TASK TO CARRY OUT: Rewrite the material below as a numbered list, one line per item, leaving out any blank lines.

INPUT RECORDS:
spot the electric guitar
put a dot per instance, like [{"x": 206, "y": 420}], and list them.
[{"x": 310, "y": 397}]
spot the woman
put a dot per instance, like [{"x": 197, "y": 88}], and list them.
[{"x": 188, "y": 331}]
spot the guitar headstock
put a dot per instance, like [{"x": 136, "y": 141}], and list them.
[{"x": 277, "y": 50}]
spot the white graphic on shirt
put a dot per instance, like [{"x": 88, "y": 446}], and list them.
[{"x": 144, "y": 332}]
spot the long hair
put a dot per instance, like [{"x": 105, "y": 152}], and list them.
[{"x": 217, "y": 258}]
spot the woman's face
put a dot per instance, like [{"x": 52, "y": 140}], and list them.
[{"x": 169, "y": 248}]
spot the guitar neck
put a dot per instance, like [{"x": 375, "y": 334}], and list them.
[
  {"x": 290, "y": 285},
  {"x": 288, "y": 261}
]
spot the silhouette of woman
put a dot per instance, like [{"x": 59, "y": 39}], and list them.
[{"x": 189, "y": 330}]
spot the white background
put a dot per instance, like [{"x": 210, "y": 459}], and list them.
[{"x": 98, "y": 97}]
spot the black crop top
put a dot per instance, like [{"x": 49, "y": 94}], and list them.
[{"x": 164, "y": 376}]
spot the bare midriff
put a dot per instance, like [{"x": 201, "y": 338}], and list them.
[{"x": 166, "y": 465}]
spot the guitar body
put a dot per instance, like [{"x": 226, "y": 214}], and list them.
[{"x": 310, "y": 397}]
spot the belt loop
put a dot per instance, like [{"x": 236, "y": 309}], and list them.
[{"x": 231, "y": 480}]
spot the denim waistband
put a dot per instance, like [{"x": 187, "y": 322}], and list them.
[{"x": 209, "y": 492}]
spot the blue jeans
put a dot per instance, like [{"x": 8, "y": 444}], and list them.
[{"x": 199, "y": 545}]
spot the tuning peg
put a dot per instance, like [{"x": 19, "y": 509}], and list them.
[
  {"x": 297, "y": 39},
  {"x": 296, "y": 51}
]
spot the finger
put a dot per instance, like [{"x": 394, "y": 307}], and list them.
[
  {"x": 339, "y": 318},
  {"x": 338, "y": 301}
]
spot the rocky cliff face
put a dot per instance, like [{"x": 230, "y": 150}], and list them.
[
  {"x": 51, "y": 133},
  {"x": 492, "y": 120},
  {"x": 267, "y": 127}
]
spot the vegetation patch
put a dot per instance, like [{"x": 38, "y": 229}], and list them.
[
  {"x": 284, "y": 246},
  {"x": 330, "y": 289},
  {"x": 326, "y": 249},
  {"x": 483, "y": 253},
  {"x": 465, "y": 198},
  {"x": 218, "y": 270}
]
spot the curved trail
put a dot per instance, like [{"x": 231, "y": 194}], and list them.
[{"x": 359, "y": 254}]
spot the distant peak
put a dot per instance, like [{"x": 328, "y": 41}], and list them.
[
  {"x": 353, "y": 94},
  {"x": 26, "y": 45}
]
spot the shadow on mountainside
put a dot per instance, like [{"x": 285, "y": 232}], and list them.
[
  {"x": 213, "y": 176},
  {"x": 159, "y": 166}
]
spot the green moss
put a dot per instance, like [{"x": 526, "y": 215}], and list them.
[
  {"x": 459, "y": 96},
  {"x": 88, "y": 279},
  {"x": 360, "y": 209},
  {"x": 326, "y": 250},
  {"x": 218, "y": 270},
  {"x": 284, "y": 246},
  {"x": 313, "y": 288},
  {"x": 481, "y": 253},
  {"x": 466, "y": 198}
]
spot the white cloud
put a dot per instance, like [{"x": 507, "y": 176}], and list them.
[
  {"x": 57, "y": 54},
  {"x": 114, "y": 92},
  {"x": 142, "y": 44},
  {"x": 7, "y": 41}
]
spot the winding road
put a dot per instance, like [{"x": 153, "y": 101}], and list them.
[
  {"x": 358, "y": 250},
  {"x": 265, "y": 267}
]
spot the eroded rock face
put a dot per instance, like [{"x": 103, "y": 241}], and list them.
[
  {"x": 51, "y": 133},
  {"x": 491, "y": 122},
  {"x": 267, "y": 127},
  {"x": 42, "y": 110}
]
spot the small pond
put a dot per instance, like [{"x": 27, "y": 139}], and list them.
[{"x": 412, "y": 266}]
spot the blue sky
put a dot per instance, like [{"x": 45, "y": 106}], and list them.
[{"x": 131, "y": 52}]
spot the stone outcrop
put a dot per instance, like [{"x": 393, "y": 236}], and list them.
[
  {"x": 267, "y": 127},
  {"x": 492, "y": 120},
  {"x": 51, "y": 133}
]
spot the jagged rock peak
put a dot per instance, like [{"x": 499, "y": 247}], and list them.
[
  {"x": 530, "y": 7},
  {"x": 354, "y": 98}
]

OUTPUT OF THE TASK:
1. spot the electric guitar
2. put a dot per instance, like [{"x": 206, "y": 420}], and list them.
3. [{"x": 310, "y": 397}]
4. spot the woman
5. put a dot per instance, like [{"x": 197, "y": 88}], and list them.
6. [{"x": 188, "y": 331}]
7. spot the guitar headstock
8. put a dot per instance, like [{"x": 136, "y": 141}], and list them.
9. [{"x": 277, "y": 50}]
10. spot the white graphic on shirt
11. put a dot per instance, like [{"x": 88, "y": 446}], and list them.
12. [{"x": 144, "y": 332}]
13. spot the long hair
14. put a dot per instance, like [{"x": 105, "y": 152}], and list them.
15. [{"x": 217, "y": 258}]
16. spot the woman's face
17. put a dot per instance, like [{"x": 52, "y": 140}], and list them.
18. [{"x": 169, "y": 248}]
19. spot the guitar neck
20. put a dot per instance, like [{"x": 375, "y": 334}], and list them.
21. [
22.   {"x": 290, "y": 285},
23.   {"x": 288, "y": 261}
24. ]
25. spot the silhouette of woman
26. put a dot per instance, like [{"x": 59, "y": 39}], and list them.
27. [{"x": 189, "y": 330}]
28. spot the white background
29. put a dot per instance, like [{"x": 210, "y": 459}], and list them.
30. [{"x": 98, "y": 97}]
31. spot the black crop top
32. put a dot per instance, like [{"x": 49, "y": 94}], and list them.
33. [{"x": 164, "y": 376}]
34. spot the bare midriff
35. put a dot per instance, like [{"x": 201, "y": 338}], and list them.
36. [{"x": 166, "y": 465}]
37. spot the guitar body
38. put a dot per instance, like [{"x": 226, "y": 214}], and list them.
39. [{"x": 310, "y": 397}]
40. spot the belt loop
41. put a dot per instance, like [{"x": 236, "y": 309}], and list them.
42. [{"x": 231, "y": 480}]
43. spot the denim waistband
44. put a dot per instance, like [{"x": 187, "y": 322}], and list them.
45. [{"x": 209, "y": 492}]
46. spot the blue jeans
47. put a dot per instance, like [{"x": 8, "y": 444}], and list them.
48. [{"x": 199, "y": 545}]
49. spot the tuning peg
50. put a dot per instance, like [{"x": 19, "y": 509}], and list them.
51. [
52.   {"x": 297, "y": 39},
53.   {"x": 296, "y": 51}
54. ]
55. spot the finger
56. put a dot per instance, like [{"x": 394, "y": 307}], and list them.
57. [
58.   {"x": 339, "y": 318},
59.   {"x": 338, "y": 301}
60. ]
61. spot the rocky cliff face
62. put a dot per instance, like [{"x": 230, "y": 150}], and list them.
63. [
64.   {"x": 51, "y": 133},
65.   {"x": 492, "y": 120},
66.   {"x": 267, "y": 127}
67. ]
68. spot the vegetation patch
69. put a dot per instance, like [{"x": 38, "y": 229}], and list them.
70. [
71.   {"x": 284, "y": 246},
72.   {"x": 330, "y": 289},
73.   {"x": 326, "y": 249},
74.   {"x": 483, "y": 253},
75.   {"x": 465, "y": 198},
76.   {"x": 218, "y": 270}
77. ]
78. spot the curved trail
79. put a dot per instance, like [{"x": 231, "y": 194}], and list them.
80. [{"x": 359, "y": 254}]
81. spot the distant peak
82. put a dot per instance, like [{"x": 328, "y": 41}], and list them.
83. [
84.   {"x": 353, "y": 94},
85.   {"x": 26, "y": 45}
86. ]
87. spot the shadow on mountainside
88. put a dot per instance, like [{"x": 285, "y": 232}], and list them.
89. [
90.   {"x": 213, "y": 176},
91.   {"x": 159, "y": 166}
92. ]
93. spot the green moss
94. put a dot per instance, like [{"x": 526, "y": 215}], and list them.
95. [
96.   {"x": 459, "y": 96},
97.   {"x": 88, "y": 279},
98.   {"x": 360, "y": 209},
99.   {"x": 326, "y": 250},
100.   {"x": 218, "y": 270},
101.   {"x": 284, "y": 246},
102.   {"x": 313, "y": 288},
103.   {"x": 481, "y": 253},
104.   {"x": 466, "y": 198}
105. ]
106. spot the white cloud
107. put a dot per instance, like [{"x": 507, "y": 176}], and list them.
108. [
109.   {"x": 57, "y": 54},
110.   {"x": 114, "y": 92},
111.   {"x": 142, "y": 44},
112.   {"x": 7, "y": 41}
113. ]
114. spot the winding road
115. put a dot per instance, like [{"x": 153, "y": 101}], and list them.
116. [
117.   {"x": 358, "y": 250},
118.   {"x": 265, "y": 267}
119. ]
120. spot the eroded rock face
121. put a dot per instance, like [{"x": 103, "y": 241}], and list them.
122. [
123.   {"x": 51, "y": 133},
124.   {"x": 491, "y": 122},
125.   {"x": 267, "y": 127},
126.   {"x": 42, "y": 110}
127. ]
128. spot the small pond
129. put a dot per instance, like [{"x": 27, "y": 139}], and list them.
130. [{"x": 412, "y": 266}]
131. spot the blue sky
132. put a dot per instance, like [{"x": 45, "y": 106}], and list them.
133. [{"x": 131, "y": 52}]
134. spot the stone outcrop
135. put a dot per instance, like [{"x": 393, "y": 236}], and list them.
136. [
137.   {"x": 267, "y": 127},
138.   {"x": 492, "y": 120},
139.   {"x": 51, "y": 133}
140. ]
141. spot the jagged rock peak
142. put a dot per instance, like [{"x": 499, "y": 247}], and list them.
143. [
144.   {"x": 530, "y": 7},
145.   {"x": 354, "y": 98}
146. ]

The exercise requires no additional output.